INSTRUCTION ->
Quote all of the records below verbatim, line for line.
# # # # #
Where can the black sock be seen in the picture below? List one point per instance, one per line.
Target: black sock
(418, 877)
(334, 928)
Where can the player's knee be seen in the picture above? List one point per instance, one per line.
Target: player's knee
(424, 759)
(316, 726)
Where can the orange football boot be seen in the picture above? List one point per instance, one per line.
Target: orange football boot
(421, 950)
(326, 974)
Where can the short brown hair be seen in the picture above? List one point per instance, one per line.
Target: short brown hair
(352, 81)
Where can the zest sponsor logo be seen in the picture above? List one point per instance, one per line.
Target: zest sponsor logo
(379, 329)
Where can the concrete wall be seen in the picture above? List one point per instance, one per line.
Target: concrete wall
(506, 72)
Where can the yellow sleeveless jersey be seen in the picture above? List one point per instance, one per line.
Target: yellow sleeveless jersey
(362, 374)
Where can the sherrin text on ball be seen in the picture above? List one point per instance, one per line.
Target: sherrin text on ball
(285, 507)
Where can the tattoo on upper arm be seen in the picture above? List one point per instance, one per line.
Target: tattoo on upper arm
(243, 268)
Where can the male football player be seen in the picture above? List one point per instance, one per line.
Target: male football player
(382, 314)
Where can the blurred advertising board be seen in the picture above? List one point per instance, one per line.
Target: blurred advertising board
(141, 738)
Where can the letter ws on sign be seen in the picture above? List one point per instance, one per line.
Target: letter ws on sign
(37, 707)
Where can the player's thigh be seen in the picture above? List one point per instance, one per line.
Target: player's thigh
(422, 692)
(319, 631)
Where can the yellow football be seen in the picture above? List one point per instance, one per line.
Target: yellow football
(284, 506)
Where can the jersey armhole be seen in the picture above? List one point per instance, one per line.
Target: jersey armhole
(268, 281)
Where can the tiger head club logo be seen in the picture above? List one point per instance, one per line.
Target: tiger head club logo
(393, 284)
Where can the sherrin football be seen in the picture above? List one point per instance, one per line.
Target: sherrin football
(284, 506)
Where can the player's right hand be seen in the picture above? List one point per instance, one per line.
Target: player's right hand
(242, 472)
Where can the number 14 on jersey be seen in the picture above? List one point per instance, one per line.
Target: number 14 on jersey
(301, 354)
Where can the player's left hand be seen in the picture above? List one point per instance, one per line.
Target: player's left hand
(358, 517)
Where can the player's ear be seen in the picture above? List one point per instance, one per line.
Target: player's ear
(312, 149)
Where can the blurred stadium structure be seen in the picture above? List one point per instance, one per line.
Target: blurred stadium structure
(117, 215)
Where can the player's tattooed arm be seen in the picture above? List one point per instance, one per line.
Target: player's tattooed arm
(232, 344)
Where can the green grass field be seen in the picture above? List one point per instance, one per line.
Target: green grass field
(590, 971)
# # # # #
SOLVED EXERCISE ->
Where can the black sock be seen in the picture below? List one point per instance, one per line.
Target: black sock
(418, 877)
(334, 928)
Where can the player's knee be seen in the picture above? List one point per instance, one per line.
Target: player's knee
(424, 759)
(316, 726)
Where can the orange football boot be seen in the picture above? List one point per instance, one per line.
Target: orange football boot
(421, 950)
(326, 974)
Where can the short brown hair be seen in the picture above? List one point per instance, one per line.
Target: short brown hair
(352, 81)
Where can the zest sponsor logo be seen in the picture above? List one point per instance, one per line.
Target: zest sponsor logo
(379, 329)
Where can the concrete wall be seen in the picture above? List one point per instance, one per line.
Target: concrete wall
(506, 72)
Where can the yellow sleeveless jersey be seen in the picture above? List one point per instance, one per line.
Target: yellow sleeveless jersey
(362, 374)
Where can the sherrin text on ball be seen in the picture above? List one point per instance, one per line.
Target: sherrin text on ball
(285, 507)
Where can the tattoo on upper arm be seen in the picture above? List one point per instance, one per line.
Target: tattoo on upper arm
(243, 268)
Where can the male football player be seen in the picture above? List one point per instance, one per line.
Target: male football player
(382, 314)
Where can the blurred advertising board be seen in the picture above? List one point per instance, one per line.
Target: blurred advertising board
(141, 738)
Where can the letter ws on sign be seen in the picture above? List one point per instance, one per line.
Target: letter ws on sign
(37, 707)
Where can the player's thigh be seen in the picture above? List one point per instance, one per line.
Target: player's thigh
(422, 692)
(319, 631)
Where can the yellow football be seen in the picture above? List one point per instance, one per line.
Target: yellow football
(284, 506)
Where can the jersey armhole be seen in the picture above? List one point per instance, one per line.
Target: jersey armhole
(268, 281)
Where can the tiger head club logo be seen in the picture above? List one point per instance, one per line.
Target: tiger head club logo
(393, 284)
Where can the sherrin football be seen in the picture above? List one point per instance, one per line.
Target: sherrin football
(284, 506)
Where can the player's right hand be seen in the picture above? List one point per instance, one per line.
Target: player's right hand
(242, 472)
Where can the number 14 on jersey be seen in the picture above? List one point per instance, one per line.
Target: number 14 on jersey
(301, 354)
Where can the player's left hand be seen in the picture above? List one point per instance, one per line.
Target: player's left hand
(358, 517)
Where can the player's ear be seen in the picture above? List one point per instance, one per line.
Target: player's ear
(312, 149)
Where can the blurred stadium structure be seen in the picture above? List one point per instance, one per line.
Target: blurred stadium structure
(117, 215)
Where can the player's tattooed arm be seen in the picture above? List one point per instance, one per line.
Target: player's tattooed arm
(232, 344)
Where can the green grass field be seen in the picture above? List one point per instance, one per line.
Target: green grass field
(590, 971)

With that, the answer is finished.